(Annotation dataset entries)
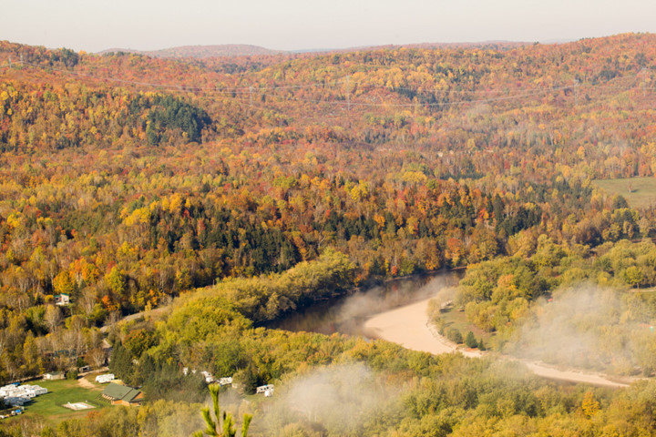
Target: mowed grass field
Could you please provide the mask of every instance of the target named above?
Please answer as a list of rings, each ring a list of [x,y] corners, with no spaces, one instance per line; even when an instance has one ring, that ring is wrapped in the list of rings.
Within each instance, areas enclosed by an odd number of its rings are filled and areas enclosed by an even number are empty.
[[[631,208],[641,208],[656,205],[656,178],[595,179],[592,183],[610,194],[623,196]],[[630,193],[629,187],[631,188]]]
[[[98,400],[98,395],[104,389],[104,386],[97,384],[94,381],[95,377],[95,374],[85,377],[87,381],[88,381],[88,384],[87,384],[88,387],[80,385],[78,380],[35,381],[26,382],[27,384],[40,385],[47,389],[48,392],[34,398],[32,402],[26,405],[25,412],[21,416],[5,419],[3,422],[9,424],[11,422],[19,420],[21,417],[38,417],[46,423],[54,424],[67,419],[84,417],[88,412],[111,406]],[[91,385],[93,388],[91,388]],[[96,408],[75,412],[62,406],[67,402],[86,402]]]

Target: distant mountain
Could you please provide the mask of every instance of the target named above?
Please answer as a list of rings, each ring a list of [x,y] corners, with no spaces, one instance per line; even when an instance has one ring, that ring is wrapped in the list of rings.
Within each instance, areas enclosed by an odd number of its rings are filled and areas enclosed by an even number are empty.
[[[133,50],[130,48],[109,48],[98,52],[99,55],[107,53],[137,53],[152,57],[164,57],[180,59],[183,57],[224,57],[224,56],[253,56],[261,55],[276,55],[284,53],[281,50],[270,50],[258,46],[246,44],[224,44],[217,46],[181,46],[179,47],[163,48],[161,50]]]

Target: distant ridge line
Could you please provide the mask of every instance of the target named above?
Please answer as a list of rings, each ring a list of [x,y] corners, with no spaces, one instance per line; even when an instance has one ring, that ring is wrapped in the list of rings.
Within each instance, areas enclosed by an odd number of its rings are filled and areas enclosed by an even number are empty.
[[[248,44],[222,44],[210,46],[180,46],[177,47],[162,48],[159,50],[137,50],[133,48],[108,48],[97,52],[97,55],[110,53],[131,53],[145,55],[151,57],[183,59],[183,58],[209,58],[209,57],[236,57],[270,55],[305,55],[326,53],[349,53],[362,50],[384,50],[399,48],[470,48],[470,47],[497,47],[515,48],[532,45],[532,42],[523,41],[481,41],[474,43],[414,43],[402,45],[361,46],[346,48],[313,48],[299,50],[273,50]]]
...
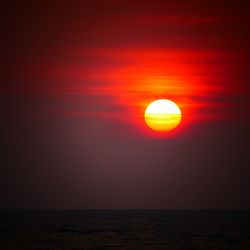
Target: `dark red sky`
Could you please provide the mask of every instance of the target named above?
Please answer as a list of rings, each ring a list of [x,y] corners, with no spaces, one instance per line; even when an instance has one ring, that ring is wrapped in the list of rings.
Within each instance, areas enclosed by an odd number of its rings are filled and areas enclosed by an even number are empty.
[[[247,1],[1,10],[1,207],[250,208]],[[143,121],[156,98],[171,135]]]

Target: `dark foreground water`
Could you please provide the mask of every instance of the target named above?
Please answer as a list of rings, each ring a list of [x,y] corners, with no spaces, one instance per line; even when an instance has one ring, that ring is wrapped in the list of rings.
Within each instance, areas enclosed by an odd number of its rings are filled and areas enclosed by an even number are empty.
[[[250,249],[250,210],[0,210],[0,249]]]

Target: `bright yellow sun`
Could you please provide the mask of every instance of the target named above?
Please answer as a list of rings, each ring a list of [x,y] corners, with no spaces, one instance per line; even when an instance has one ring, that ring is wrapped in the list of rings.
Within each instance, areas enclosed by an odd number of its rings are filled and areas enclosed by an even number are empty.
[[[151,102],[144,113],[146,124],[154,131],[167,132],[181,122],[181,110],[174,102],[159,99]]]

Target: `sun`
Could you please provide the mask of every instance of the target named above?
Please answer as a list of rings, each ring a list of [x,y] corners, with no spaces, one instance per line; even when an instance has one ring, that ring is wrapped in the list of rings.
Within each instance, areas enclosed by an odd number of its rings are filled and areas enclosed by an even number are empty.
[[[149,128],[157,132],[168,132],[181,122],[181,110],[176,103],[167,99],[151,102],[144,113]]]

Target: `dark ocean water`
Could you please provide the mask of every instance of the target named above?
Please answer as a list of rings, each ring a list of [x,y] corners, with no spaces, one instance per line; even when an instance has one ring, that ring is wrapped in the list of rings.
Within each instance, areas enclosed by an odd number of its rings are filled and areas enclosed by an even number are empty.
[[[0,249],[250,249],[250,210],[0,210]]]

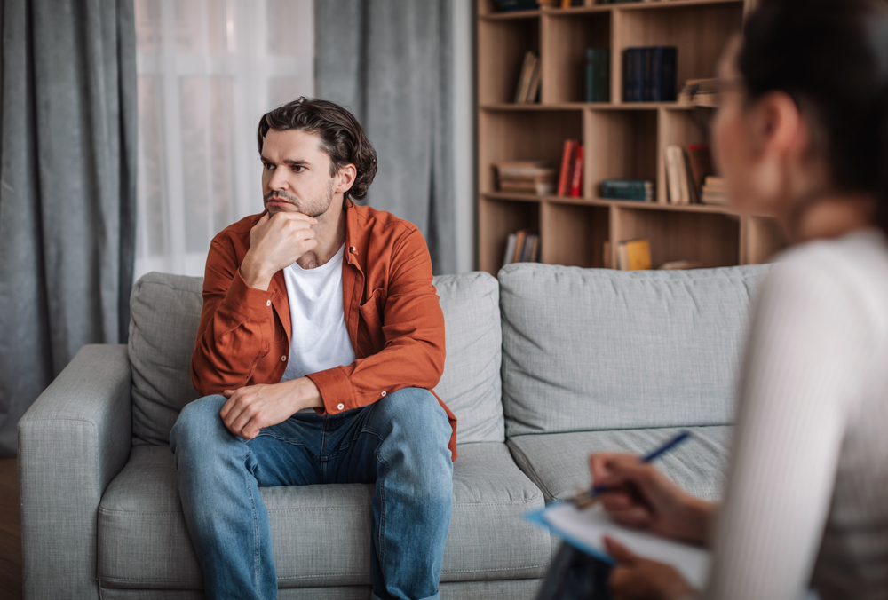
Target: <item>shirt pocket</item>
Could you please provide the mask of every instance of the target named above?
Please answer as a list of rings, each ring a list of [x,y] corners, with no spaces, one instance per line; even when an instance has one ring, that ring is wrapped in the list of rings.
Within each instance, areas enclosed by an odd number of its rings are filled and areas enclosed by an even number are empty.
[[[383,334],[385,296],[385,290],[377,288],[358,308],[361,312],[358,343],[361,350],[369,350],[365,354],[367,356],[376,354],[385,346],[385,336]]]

▸ THE TASK
Report every line of the records above that contains the string "dark". Copy each such line in full.

▸ ANSWER TO THIS EXERCISE
Target: `dark red sky`
Target: `dark foreground water`
Target: `dark ocean water`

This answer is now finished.